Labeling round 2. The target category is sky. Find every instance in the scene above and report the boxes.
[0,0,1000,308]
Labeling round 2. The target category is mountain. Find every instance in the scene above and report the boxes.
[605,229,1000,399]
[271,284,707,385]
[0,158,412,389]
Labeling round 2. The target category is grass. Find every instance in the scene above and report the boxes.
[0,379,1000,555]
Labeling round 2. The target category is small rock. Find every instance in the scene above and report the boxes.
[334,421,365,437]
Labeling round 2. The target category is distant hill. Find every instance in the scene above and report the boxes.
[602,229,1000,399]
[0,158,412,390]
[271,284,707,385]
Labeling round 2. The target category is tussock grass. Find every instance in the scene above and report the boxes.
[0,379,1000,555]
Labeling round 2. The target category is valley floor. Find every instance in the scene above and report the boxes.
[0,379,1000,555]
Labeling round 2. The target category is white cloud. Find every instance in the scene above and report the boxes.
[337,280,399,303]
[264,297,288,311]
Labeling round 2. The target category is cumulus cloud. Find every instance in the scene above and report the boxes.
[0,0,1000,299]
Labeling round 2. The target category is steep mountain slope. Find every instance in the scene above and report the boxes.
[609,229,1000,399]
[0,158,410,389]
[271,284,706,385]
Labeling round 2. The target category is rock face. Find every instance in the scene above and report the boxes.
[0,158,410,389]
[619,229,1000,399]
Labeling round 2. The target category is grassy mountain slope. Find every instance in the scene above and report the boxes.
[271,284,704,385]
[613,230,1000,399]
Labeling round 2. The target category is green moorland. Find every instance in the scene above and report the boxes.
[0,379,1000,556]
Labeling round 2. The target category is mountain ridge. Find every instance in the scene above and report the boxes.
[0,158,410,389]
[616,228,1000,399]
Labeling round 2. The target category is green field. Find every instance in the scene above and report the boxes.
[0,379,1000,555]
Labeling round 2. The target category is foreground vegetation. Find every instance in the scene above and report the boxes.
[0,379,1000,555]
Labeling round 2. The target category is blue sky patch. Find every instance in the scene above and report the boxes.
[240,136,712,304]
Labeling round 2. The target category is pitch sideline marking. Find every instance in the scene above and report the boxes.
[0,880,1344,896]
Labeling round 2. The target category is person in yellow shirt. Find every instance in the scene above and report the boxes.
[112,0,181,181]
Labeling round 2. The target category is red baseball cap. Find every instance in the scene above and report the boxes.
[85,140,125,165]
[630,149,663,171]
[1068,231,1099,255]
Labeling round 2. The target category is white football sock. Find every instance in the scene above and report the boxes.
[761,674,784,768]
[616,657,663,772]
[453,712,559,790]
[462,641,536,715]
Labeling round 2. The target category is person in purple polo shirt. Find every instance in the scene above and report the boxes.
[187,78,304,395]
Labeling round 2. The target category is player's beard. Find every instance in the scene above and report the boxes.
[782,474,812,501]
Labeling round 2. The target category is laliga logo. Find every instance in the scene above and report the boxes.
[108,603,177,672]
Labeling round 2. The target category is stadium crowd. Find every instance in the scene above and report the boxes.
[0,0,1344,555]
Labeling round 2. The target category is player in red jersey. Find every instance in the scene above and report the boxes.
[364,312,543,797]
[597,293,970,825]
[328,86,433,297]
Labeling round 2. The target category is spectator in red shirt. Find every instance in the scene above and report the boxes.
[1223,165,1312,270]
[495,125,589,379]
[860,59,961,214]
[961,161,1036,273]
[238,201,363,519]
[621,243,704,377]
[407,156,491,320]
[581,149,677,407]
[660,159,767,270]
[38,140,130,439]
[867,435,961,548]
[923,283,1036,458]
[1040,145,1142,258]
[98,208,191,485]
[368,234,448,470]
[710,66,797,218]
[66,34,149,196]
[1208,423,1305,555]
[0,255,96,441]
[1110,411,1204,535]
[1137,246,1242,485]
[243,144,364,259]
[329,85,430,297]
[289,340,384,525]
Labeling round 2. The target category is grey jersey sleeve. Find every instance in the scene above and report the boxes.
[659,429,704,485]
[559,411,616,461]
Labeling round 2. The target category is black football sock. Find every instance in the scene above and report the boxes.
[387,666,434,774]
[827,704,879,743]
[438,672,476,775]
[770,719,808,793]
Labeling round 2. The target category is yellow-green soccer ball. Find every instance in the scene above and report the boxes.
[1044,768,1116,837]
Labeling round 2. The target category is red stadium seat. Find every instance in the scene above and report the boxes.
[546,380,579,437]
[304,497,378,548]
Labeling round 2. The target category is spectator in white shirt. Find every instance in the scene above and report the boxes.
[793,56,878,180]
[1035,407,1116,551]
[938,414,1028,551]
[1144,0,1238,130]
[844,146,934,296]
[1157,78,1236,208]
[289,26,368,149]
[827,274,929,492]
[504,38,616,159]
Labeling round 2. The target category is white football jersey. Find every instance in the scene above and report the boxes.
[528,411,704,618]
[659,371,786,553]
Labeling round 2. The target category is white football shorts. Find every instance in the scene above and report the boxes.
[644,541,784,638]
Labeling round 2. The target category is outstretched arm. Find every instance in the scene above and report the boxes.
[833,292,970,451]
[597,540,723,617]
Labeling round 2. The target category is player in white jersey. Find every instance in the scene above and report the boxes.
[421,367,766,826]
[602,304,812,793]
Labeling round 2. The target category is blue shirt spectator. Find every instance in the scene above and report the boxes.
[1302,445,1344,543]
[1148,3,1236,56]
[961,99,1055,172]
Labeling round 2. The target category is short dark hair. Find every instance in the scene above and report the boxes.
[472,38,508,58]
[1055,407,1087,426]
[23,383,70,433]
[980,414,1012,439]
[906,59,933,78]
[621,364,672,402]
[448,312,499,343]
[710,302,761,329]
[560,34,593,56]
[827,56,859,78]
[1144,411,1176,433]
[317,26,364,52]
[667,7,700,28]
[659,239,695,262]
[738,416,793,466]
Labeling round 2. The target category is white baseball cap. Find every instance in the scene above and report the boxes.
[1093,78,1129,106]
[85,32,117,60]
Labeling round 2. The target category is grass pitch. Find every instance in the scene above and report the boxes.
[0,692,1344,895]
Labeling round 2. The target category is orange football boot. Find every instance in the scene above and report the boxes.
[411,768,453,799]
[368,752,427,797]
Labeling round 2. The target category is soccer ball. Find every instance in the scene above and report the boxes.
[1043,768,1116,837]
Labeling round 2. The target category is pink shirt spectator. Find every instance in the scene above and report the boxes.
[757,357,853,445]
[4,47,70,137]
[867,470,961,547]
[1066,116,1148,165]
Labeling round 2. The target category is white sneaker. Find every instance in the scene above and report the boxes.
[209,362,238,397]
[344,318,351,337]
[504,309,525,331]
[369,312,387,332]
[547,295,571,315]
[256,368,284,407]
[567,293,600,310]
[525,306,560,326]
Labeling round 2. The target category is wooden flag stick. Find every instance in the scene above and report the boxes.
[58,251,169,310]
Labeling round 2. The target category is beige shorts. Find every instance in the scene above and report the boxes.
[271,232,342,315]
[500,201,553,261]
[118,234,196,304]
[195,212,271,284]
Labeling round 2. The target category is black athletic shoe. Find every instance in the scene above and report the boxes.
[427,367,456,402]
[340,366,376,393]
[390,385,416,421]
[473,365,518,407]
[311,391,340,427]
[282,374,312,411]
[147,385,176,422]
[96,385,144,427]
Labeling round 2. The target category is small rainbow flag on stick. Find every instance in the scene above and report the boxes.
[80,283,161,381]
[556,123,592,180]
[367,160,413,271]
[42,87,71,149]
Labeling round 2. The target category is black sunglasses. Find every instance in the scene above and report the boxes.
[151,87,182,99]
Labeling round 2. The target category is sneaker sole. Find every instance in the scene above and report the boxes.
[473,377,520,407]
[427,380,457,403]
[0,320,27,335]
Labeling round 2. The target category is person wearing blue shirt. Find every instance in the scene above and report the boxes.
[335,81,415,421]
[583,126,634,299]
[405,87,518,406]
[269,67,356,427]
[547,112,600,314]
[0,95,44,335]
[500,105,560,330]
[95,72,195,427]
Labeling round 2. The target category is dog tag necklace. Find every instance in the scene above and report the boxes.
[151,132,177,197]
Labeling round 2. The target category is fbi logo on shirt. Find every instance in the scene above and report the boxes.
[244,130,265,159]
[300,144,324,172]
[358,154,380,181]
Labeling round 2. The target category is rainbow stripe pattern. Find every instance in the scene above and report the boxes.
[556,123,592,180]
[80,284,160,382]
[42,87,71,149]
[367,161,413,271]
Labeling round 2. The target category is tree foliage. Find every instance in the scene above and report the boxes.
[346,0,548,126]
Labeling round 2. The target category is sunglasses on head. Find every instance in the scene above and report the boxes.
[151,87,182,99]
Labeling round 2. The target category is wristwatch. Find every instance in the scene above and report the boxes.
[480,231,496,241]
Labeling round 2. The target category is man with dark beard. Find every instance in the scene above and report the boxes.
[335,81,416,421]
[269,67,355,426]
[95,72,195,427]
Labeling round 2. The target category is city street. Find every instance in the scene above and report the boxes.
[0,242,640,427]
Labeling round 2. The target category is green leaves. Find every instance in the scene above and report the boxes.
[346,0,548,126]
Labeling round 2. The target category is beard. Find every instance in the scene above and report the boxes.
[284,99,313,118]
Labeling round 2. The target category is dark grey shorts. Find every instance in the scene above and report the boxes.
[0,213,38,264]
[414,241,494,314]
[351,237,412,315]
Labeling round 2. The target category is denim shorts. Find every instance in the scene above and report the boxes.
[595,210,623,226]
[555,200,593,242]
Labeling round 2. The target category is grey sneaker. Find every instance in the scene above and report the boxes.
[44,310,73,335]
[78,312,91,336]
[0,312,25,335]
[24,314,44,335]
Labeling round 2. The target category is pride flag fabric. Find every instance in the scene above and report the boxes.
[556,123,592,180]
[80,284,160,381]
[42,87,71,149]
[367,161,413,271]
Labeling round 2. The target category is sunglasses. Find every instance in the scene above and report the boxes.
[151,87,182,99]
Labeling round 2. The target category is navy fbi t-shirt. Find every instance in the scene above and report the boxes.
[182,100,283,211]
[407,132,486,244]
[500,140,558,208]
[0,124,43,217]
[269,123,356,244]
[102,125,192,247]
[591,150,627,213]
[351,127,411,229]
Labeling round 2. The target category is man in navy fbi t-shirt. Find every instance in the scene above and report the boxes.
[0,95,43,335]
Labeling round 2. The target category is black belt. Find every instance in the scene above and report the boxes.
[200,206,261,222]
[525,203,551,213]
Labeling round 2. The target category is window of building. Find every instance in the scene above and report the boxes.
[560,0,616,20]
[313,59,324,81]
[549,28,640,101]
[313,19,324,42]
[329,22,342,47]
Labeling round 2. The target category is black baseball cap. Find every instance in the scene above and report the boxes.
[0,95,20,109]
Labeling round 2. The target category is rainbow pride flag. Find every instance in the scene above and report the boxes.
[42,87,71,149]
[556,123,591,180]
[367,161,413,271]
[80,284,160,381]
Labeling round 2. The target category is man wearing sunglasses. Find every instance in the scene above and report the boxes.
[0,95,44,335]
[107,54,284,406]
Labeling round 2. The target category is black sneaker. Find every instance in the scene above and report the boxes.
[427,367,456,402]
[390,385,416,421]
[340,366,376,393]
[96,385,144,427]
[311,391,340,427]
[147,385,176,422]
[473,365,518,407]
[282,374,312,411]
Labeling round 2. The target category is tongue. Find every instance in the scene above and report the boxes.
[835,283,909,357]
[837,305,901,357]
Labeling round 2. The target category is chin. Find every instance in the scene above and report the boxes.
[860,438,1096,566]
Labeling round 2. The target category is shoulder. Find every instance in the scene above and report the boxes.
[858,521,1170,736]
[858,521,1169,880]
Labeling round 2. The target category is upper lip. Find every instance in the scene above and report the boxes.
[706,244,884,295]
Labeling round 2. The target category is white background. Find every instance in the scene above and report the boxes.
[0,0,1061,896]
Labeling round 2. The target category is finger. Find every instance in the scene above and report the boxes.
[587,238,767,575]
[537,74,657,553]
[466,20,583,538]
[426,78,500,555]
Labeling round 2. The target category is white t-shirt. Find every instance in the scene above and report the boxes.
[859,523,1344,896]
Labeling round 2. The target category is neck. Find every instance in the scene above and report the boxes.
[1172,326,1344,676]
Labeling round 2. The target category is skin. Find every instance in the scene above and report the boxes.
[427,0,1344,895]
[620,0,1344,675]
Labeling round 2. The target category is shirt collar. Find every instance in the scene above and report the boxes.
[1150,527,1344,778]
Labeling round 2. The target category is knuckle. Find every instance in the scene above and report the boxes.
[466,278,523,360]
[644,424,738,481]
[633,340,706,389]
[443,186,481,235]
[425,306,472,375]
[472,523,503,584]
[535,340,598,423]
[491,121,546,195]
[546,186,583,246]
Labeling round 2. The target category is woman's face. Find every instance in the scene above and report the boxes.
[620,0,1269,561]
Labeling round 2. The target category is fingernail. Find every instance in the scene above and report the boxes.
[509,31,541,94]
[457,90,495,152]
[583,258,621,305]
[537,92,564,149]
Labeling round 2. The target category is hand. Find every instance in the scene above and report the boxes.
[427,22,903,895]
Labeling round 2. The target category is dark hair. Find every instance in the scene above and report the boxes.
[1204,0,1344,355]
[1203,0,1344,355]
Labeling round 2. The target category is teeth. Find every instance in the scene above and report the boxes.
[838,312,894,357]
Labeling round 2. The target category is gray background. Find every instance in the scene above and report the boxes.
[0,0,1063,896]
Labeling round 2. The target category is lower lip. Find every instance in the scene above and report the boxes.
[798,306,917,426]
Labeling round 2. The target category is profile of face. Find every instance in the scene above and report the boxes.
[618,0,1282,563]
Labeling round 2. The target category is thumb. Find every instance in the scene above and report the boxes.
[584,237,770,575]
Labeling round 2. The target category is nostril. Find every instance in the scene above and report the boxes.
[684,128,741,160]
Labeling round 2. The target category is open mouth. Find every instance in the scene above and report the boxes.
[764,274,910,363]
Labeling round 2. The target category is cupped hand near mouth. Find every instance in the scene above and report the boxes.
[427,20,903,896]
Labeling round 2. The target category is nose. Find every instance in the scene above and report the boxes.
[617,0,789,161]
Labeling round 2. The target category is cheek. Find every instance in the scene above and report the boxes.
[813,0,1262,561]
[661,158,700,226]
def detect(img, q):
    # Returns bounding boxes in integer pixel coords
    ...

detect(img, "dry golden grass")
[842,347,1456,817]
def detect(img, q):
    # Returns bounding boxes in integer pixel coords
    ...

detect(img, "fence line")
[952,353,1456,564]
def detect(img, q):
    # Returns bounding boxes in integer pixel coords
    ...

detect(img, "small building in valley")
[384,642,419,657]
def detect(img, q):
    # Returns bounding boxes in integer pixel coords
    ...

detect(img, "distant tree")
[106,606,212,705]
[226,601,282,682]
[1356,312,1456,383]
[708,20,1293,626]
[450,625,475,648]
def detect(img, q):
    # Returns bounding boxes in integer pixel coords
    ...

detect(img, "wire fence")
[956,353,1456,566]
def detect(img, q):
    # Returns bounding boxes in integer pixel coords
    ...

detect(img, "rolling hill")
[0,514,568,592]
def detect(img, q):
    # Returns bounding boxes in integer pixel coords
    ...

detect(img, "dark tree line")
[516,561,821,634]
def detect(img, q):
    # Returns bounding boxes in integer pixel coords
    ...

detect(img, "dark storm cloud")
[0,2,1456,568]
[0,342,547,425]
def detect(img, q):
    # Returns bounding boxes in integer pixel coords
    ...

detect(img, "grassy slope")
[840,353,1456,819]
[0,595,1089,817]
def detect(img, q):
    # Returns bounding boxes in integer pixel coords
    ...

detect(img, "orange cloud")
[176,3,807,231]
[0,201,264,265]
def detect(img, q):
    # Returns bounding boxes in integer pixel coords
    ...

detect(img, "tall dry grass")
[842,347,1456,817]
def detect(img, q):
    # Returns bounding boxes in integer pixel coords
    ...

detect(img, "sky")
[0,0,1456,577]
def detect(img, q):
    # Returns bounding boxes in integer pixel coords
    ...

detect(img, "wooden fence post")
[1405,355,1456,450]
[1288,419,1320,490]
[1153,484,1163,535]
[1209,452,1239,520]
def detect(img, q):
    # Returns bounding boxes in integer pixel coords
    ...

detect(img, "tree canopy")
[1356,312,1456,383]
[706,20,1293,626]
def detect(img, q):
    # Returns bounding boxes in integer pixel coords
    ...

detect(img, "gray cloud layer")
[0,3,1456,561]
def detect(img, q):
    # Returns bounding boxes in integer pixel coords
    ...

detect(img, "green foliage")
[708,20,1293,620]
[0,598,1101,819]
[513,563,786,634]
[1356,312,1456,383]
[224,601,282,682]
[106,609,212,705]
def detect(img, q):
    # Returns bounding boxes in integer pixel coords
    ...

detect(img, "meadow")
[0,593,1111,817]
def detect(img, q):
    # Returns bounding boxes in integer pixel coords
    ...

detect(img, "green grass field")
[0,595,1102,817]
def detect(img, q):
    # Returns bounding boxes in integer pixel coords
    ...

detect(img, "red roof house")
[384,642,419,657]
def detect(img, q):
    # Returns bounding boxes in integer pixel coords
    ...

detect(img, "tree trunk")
# # # # # # #
WORK TO COMPLETE - Beginning with the line containing "Labeling round 2. The target category is player in white" and continuing through the line containing "[961,99,1055,172]", write out those lines again, swapping "spectator" for "onlooker" and leaving everything else unchanged.

RIGHT ANSWER -
Labeling round 2. The target category is player in white jersey. Find every instance in the scene above and report the boxes.
[421,367,766,826]
[602,304,812,793]
Labeling round 2. The target category is blue shirt onlooker. Find every instance in the scene above and report the boxes.
[1302,445,1344,543]
[1148,3,1236,56]
[961,99,1055,172]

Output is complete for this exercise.